# Selected extract
Bidirectional encoder representations for Transformers, abbreviated as BERT, is a pre-trained model introduced by Google [1]. BERT has greatly improved the quality of natural language processing (NLP) tasks [1,2,3]. This state-of-the-art context-based embedding model comprises two tasks: masked-language modelling (MLM) and next-sentence prediction (NSP). MLM uses context words surrounding a masked word to predict what the masked word should be. When two sentences are fed into the BERT model, NSP predicts whether or not the second sentence can follow the first sentence.

There are different variants of BERT for different languages: A Lite Bert (ALBERT) [4], Robustly Optimized BERT (RoBERTa) [5], and SpanBERT [6] are used for English; FlauBERT [7] for French; PhoBERT [3] for Vietnamese; GottBERT [8] for German; MacBERT for Chinese [9]; and KR-BERT [10] for Korean.

The ALBERT variant uses cross-layer parameter-sharing and factorized embedding-layer parameterization techniques to decrease the number of parameters, thus reducing training time. RoBERTa, a pre-training approach, is one of the most popular variants of the BERT model. To improve the original BERT model, RoBERTa has implemented several changes in pre-training, such as using byte-level byte-pair encoding (BBPE) and dynamic masking, instead of the static masking used in the MLM task.

# Written instruction
Copy out the passage on BERT and its variants word for word.

# Given material

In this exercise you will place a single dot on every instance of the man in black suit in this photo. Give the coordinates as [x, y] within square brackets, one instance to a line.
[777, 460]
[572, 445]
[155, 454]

# Response to this task
Bidirectional encoder representations for Transformers, abbreviated as BERT, is a pre-trained model introduced by Google [1]. BERT has greatly improved the quality of natural language processing (NLP) tasks [1,2,3]. This state-of-the-art context-based embedding model comprises two tasks: masked-language modelling (MLM) and next-sentence prediction (NSP). MLM uses context words surrounding a masked word to predict what the masked word should be. When two sentences are fed into the BERT model, NSP predicts whether or not the second sentence can follow the first sentence.

There are different variants of BERT for different languages: A Lite Bert (ALBERT) [4], Robustly Optimized BERT (RoBERTa) [5], and SpanBERT [6] are used for English; FlauBERT [7] for French; PhoBERT [3] for Vietnamese; GottBERT [8] for German; MacBERT for Chinese [9]; and KR-BERT [10] for Korean.

The ALBERT variant uses cross-layer parameter-sharing and factorized embedding-layer parameterization techniques to decrease the number of parameters, thus reducing training time. RoBERTa, a pre-training approach, is one of the most popular variants of the BERT model. To improve the original BERT model, RoBERTa has implemented several changes in pre-training, such as using byte-level byte-pair encoding (BBPE) and dynamic masking, instead of the static masking used in the MLM task.